[[ GIVEN RECORDS, beginning ]]
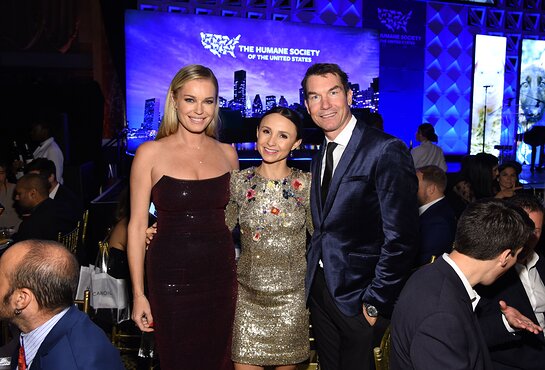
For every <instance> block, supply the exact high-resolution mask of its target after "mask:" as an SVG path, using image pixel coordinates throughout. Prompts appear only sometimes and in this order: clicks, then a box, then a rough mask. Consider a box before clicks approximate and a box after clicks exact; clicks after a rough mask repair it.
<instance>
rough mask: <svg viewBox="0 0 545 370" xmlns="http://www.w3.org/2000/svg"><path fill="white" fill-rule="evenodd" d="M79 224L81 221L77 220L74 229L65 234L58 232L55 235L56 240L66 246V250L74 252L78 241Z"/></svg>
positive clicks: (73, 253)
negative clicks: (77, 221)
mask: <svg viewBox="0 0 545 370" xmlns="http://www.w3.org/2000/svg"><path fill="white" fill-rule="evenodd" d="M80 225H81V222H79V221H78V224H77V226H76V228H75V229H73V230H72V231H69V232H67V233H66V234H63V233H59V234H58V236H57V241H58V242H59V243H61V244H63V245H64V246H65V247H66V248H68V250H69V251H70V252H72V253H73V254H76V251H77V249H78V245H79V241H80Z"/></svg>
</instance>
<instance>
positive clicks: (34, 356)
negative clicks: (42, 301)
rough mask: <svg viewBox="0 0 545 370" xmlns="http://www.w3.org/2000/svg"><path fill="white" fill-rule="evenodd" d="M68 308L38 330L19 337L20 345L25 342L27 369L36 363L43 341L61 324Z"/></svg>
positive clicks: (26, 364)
[[ GIVEN RECORDS, end ]]
EXERCISE
The material above is to be output exactly, with each picture left out.

WRITTEN SOLUTION
For every <instance> block, supply the exact high-resolution mask of its target after "mask:" as an SVG path, using image pixel coordinates throughout. Prompts appear only sometimes and in this order: clicks, then a box, then a rough mask. Consider a box before clicks approximate and a box after clicks exact; clicks after a rough mask repair it.
<instance>
rough mask: <svg viewBox="0 0 545 370" xmlns="http://www.w3.org/2000/svg"><path fill="white" fill-rule="evenodd" d="M79 224L81 221L77 220L74 229L65 234L58 232L55 235L56 240L66 246V250L74 252L78 241Z"/></svg>
positive clicks: (73, 253)
negative clicks: (77, 221)
mask: <svg viewBox="0 0 545 370" xmlns="http://www.w3.org/2000/svg"><path fill="white" fill-rule="evenodd" d="M80 225H81V222H79V221H78V224H77V226H76V228H75V229H73V230H72V231H69V232H67V233H66V234H63V233H59V234H58V236H57V241H58V242H59V243H61V244H63V245H64V246H65V247H66V248H68V250H69V251H70V252H72V253H73V254H76V251H77V249H78V245H79V241H80Z"/></svg>
</instance>
<instance>
positive clicks: (34, 356)
negative clicks: (42, 301)
rough mask: <svg viewBox="0 0 545 370" xmlns="http://www.w3.org/2000/svg"><path fill="white" fill-rule="evenodd" d="M68 308L38 330L19 337L20 345L25 342L27 369L36 363L43 341L61 324Z"/></svg>
positive clicks: (26, 364)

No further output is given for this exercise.